PROBLEM TO WORK ON: Please rewrite all the records below, swapping "woman's" for "person's" everywhere and changing nothing else.

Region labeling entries
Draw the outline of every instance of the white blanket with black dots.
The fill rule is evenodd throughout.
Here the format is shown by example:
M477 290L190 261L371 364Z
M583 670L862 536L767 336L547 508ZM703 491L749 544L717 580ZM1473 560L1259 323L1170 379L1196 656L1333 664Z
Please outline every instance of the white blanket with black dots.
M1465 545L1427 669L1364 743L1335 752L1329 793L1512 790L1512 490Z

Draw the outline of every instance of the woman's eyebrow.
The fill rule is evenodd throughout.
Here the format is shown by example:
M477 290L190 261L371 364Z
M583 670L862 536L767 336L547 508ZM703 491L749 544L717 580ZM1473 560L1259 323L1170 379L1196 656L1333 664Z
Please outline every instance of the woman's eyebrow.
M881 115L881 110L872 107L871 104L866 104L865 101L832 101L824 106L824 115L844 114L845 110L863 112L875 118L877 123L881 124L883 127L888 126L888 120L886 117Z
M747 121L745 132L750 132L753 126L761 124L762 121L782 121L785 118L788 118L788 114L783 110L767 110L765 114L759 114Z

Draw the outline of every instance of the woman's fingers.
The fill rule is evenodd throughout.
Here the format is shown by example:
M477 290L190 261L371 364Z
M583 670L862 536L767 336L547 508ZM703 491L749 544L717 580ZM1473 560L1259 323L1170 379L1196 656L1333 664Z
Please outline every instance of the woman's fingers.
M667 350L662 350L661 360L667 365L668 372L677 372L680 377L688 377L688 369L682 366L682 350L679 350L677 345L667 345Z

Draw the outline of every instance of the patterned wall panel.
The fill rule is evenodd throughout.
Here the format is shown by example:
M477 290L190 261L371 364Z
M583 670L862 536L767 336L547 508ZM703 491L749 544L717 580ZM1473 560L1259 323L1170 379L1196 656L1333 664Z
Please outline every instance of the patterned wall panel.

WRITTEN RESPONSE:
Draw the outline of every instance of the white blanket with black dots.
The fill rule is evenodd throughout.
Here the format is shown by example:
M477 290L190 261L371 364Z
M583 670L862 536L767 336L547 508ZM703 491L749 544L717 580ZM1473 560L1259 323L1170 379L1196 656L1333 664Z
Please outline every instance of the white blanket with black dots.
M1465 545L1427 669L1364 743L1335 752L1329 793L1512 790L1512 490Z

Draw the outline of every instance of the person's eyebrow.
The fill rule is evenodd throughout.
Here the format is shown by example:
M477 290L190 261L371 364Z
M583 670L862 536L767 336L547 508ZM703 491L749 544L717 580ZM1473 560L1259 323L1170 379L1196 656L1333 664Z
Please outline every instance of the person's eyebrow.
M881 115L881 110L872 107L871 104L866 104L865 101L832 101L824 106L824 115L844 114L845 110L863 112L875 118L877 123L881 124L883 127L888 126L888 120L886 117Z
M747 121L745 132L750 132L753 126L761 124L762 121L782 121L785 118L788 118L788 114L783 110L767 110L765 114L759 114Z

Draw the outline of every instance of the person's fingers.
The fill rule is evenodd throughout.
Here the format is shown by example:
M477 290L190 261L371 364Z
M583 670L862 536L767 336L547 508ZM703 491L749 544L717 580ZM1473 560L1259 323L1170 379L1196 656L1333 664Z
Please outline every instance of the person's fingers.
M667 350L662 350L661 360L667 365L668 372L677 372L680 377L688 377L688 369L682 366L682 350L679 350L677 345L667 345Z

Draw the outline of every instance of the patterned wall panel.
The fill rule is evenodd throughout.
Here the format is shown by example:
M477 290L190 261L371 364Z
M583 670L862 536L767 336L547 508ZM703 491L749 544L717 580ZM1473 560L1259 323L1170 379L1196 656L1333 664Z
Please outline every instance of the patterned wall panel.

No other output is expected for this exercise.